▶ **YOUR OBJECTIVE**:
Render the material again word for word, skipping the pictures in it.
===== ENTRIES PROVIDED =====
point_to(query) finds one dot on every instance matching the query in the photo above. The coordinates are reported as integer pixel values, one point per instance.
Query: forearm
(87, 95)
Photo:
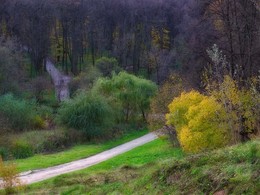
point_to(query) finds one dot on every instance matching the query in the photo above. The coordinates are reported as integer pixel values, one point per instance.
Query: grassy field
(74, 153)
(156, 168)
(149, 153)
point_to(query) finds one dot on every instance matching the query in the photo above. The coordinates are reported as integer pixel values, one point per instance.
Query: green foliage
(88, 112)
(129, 92)
(11, 69)
(241, 105)
(200, 122)
(21, 149)
(84, 80)
(10, 182)
(4, 152)
(17, 114)
(170, 89)
(107, 66)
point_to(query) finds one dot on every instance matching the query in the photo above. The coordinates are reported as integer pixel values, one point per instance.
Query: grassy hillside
(156, 168)
(74, 153)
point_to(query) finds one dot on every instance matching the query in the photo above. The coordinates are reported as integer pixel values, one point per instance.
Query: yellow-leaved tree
(200, 122)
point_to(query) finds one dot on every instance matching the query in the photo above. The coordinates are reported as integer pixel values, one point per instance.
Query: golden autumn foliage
(170, 89)
(200, 122)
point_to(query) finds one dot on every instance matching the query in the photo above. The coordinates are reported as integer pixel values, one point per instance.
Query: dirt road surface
(43, 174)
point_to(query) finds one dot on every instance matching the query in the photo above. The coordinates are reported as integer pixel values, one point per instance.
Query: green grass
(74, 153)
(155, 151)
(156, 168)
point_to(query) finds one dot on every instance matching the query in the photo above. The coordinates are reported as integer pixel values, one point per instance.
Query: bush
(87, 112)
(4, 153)
(200, 122)
(242, 106)
(17, 114)
(107, 66)
(170, 89)
(131, 93)
(85, 80)
(11, 183)
(21, 149)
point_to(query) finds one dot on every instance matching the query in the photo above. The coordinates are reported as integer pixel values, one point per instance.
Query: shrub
(17, 114)
(200, 122)
(242, 106)
(87, 112)
(85, 80)
(107, 66)
(132, 93)
(21, 149)
(4, 152)
(170, 89)
(10, 182)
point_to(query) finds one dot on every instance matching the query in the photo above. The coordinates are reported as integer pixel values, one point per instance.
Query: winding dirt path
(43, 174)
(60, 81)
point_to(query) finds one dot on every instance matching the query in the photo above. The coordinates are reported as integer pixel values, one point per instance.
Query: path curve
(43, 174)
(60, 81)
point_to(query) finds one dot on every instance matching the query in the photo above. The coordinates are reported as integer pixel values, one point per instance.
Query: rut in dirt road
(60, 81)
(43, 174)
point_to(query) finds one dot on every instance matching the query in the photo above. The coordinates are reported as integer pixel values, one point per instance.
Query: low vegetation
(156, 168)
(75, 152)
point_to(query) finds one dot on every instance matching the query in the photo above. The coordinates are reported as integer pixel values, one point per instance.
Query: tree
(132, 93)
(200, 122)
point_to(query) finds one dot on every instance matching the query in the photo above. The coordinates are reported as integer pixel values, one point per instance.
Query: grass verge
(232, 170)
(74, 153)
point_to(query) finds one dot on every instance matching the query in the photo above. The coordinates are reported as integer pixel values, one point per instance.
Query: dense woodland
(128, 60)
(147, 37)
(189, 68)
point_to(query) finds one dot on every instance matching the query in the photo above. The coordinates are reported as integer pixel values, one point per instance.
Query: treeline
(147, 37)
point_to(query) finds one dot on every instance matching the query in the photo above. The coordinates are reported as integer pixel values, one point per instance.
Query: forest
(188, 68)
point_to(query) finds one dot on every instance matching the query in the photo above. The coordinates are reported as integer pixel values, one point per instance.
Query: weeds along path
(43, 174)
(60, 81)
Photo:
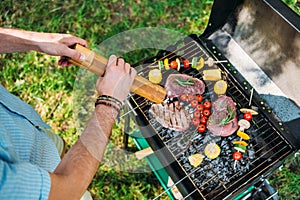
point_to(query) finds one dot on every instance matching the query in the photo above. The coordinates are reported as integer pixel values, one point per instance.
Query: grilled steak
(171, 116)
(178, 84)
(223, 120)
=====
▶ **COMPLETED EXERCISE**:
point_to(query) finds one dot on every instance matching the query in the photo above. The coordinates are reported as integer pixel values, one point per instance.
Query: forearm
(87, 95)
Photo:
point_to(query) finds one dot on every instance matching the query in the photo above. The coordinates are reported as integer pixel values, one point per instance.
Query: grassy field
(74, 153)
(156, 168)
(149, 153)
point_to(query) finds one dot on every instance matching the query in the photo above. The coordinates are reported as integer pixel values, one point per instance.
Query: green foliage
(88, 112)
(129, 92)
(11, 69)
(241, 105)
(200, 122)
(21, 149)
(84, 80)
(10, 182)
(4, 152)
(17, 114)
(170, 89)
(107, 66)
point_to(query) finds one dot on every instance matching the query in the photo above. The coordinates are reported as integer pixel values, one point per instance.
Query: grassy hillside
(156, 168)
(74, 153)
point_to(query) finds one dot on every instance matching the query in the photo above. The coordinates are reported as integer pixel values, one point per instance.
Query: yellow-leaved tree
(200, 122)
point_to(query) finds one dot on every instance matching the query in the photo above. The coordinates are reported as integer pixel values, one point per instance.
Query: golden autumn foliage
(170, 89)
(200, 122)
point_to(query) finds one dot on every instance matching the query in the photo above. The coordinates are reported as integer pixel values, one point per instance.
Query: dirt road surface
(43, 174)
point_to(query) finds one dot on every instance matching the query in the photo above. The coordinates are reported as integer pixel values, one point per instance.
Query: green grass
(74, 153)
(155, 151)
(156, 168)
point_to(query) finds one dot on every instance matching the query in the photo above. The coordinates are reported as integer pixel values, one point per instance.
Query: bush
(87, 112)
(4, 153)
(200, 122)
(242, 106)
(17, 114)
(107, 66)
(170, 89)
(131, 93)
(85, 80)
(11, 183)
(21, 149)
point_to(query) finds one dot on every instance matching the query in the photo above. The coordinates are reported as integer pixel values, one point per instance.
Query: shrub
(17, 114)
(200, 122)
(242, 106)
(87, 112)
(85, 80)
(107, 66)
(132, 93)
(21, 149)
(4, 152)
(170, 89)
(10, 182)
point_to(query) finds one dot on every instance matching the query in the photo above. The coordinates are reported as integer pixel values, one point per instance.
Query: winding dirt path
(43, 174)
(60, 81)
point_to(query) finds one dot on every instance matching the query in the photo above. The coordinates are reported as integer pixel values, one point per instance.
Query: path curve
(43, 174)
(60, 81)
point_to(query) finds one dot on every instance matching the query in the photo above. The coordinates are reported as integer pixel values, one point per instance.
Query: rut in dirt road
(60, 81)
(43, 174)
point_to(query) finds one dot on every instance matching the query in the photo above. The coordinates are reported as integer pixel values, one point per instance.
Query: low vegetation
(156, 168)
(75, 152)
point_to(query) finds one dot on every instance matching the query in the photo above. The coordinates are reported as integer pixel values, one point per instance.
Query: tree
(132, 93)
(200, 122)
point_to(query) finds one dot on every instance matching the query in the photo above. The coordinates are reported as integer pixel values, one point per instance.
Query: grass verge
(232, 170)
(74, 153)
point_to(query) finds one dot on every instance matching the query in the photo above. The coordinates are reported as integer pixel values, one point per instance.
Query: dense woodland
(128, 60)
(147, 37)
(189, 68)
point_to(query) finds one dot on every instance matching the query in the photo above. The coordinates are reported as integer pixel values, one point per instance.
Query: treeline
(147, 37)
point_to(query) finds one dot on every instance matching the query in the photo above. The coordinates are reported as integer pixel values, one point per instance.
Query: forest
(188, 68)
point_to(query) finds one dot on every instance matching the query in the photo above. The coordinates are reported as integer pixel values, one point per instance.
Query: weeds along path
(43, 174)
(60, 81)
Photo:
point_to(query) finds one dot on every instance matching the query in the photo above. The coordinates are reported as integer pixel values, one point per instance.
Query: grilled steak
(171, 116)
(178, 84)
(223, 120)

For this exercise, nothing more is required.